OBJECTIVE
Count how many of the lines below contain the string "house" and give only that number. Case counts.

--- begin DATASET RECORDS ---

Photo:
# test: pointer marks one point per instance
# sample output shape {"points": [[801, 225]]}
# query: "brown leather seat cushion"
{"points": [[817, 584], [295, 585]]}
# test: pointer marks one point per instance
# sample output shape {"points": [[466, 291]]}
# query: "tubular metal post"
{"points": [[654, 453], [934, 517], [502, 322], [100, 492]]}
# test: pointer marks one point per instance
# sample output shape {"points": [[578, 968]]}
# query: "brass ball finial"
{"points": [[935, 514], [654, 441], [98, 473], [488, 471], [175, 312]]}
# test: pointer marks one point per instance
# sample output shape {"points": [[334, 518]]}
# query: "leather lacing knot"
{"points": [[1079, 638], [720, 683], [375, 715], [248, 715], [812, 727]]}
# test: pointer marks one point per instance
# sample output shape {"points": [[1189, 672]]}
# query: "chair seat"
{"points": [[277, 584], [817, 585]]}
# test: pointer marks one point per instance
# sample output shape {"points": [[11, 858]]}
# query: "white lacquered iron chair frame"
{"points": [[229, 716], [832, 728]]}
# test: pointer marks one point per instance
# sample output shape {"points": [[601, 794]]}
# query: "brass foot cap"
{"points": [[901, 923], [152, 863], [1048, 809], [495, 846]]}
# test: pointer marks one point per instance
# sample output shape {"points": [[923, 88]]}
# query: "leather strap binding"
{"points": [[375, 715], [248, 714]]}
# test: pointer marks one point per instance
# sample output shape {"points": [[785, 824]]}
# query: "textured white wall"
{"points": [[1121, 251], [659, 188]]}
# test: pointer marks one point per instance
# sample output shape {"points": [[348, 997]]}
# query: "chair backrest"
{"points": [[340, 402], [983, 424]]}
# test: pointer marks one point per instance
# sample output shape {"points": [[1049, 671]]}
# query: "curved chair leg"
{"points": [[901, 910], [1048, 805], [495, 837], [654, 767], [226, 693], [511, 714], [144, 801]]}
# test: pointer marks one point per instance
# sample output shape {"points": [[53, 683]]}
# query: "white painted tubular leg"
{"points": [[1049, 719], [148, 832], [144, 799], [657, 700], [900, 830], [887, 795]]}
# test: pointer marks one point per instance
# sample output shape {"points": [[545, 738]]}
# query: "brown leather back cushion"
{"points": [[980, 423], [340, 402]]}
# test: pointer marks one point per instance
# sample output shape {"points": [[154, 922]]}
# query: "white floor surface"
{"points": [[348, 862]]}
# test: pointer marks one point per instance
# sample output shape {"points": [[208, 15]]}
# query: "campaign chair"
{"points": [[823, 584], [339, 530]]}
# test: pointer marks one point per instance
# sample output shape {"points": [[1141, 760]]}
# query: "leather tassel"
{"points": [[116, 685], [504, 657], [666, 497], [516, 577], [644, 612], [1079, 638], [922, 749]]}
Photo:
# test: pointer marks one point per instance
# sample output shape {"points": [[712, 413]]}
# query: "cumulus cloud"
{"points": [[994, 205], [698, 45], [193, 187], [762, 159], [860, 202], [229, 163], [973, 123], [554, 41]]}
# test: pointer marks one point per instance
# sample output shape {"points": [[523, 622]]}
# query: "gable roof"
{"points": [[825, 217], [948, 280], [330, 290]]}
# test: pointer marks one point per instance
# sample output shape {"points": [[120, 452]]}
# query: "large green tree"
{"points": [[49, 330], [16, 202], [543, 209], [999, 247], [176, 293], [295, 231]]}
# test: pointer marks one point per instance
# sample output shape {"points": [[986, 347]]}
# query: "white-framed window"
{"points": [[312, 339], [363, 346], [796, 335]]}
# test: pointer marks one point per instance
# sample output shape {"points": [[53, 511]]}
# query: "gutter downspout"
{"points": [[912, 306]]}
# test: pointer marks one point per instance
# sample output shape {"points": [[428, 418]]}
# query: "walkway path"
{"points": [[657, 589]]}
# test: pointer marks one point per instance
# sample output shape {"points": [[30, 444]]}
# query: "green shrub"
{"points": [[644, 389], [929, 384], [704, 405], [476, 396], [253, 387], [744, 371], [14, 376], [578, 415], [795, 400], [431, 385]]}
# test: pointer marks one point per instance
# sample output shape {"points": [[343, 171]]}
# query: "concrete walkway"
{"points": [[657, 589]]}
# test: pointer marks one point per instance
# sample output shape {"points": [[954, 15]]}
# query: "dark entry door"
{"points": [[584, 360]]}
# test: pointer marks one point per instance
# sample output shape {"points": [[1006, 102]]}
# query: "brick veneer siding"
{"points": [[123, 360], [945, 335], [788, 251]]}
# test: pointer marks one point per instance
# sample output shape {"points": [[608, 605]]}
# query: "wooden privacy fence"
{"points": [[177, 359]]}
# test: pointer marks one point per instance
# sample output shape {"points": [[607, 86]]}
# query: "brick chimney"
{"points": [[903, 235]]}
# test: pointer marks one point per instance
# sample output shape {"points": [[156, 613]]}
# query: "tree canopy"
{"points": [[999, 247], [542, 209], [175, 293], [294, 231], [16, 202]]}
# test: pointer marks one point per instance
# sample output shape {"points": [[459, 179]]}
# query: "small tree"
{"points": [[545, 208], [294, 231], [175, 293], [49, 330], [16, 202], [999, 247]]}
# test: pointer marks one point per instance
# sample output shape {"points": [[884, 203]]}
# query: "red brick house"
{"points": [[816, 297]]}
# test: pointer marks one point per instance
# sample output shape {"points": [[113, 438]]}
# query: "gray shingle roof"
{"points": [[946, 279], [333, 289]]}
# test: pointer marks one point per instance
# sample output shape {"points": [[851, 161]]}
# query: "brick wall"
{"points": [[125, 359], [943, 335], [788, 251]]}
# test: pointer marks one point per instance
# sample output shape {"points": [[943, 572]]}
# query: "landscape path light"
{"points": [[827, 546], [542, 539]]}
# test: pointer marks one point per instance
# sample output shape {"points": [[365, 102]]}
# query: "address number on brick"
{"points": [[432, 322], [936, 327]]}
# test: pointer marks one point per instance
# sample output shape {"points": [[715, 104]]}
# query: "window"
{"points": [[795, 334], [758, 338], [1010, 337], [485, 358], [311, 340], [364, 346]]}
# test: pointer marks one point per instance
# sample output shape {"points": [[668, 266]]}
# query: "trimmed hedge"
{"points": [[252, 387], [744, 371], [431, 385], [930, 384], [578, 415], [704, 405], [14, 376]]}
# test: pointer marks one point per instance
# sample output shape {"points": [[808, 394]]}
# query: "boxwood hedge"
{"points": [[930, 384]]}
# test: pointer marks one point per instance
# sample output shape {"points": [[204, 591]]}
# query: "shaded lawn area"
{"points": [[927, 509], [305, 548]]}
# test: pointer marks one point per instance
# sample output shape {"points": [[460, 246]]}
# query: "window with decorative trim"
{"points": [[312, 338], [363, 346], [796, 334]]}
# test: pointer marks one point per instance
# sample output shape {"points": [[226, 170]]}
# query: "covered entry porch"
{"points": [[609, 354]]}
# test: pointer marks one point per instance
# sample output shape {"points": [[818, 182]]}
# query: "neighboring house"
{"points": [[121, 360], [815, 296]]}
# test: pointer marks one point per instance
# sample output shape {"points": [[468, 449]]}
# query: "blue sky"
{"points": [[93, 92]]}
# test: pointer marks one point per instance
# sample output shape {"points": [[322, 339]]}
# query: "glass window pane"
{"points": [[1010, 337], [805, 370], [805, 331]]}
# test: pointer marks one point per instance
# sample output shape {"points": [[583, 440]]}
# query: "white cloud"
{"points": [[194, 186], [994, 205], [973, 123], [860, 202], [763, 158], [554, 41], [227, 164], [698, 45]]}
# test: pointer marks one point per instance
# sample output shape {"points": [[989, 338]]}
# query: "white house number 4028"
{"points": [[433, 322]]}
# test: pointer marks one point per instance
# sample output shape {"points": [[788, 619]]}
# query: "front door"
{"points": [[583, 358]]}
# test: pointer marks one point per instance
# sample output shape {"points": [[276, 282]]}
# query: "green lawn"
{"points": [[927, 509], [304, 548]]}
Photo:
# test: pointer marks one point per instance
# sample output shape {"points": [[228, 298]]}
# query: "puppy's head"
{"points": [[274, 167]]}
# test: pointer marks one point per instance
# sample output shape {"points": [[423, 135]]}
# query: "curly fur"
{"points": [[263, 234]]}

--- end DATASET RECORDS ---

EXERCISE OUTPUT
3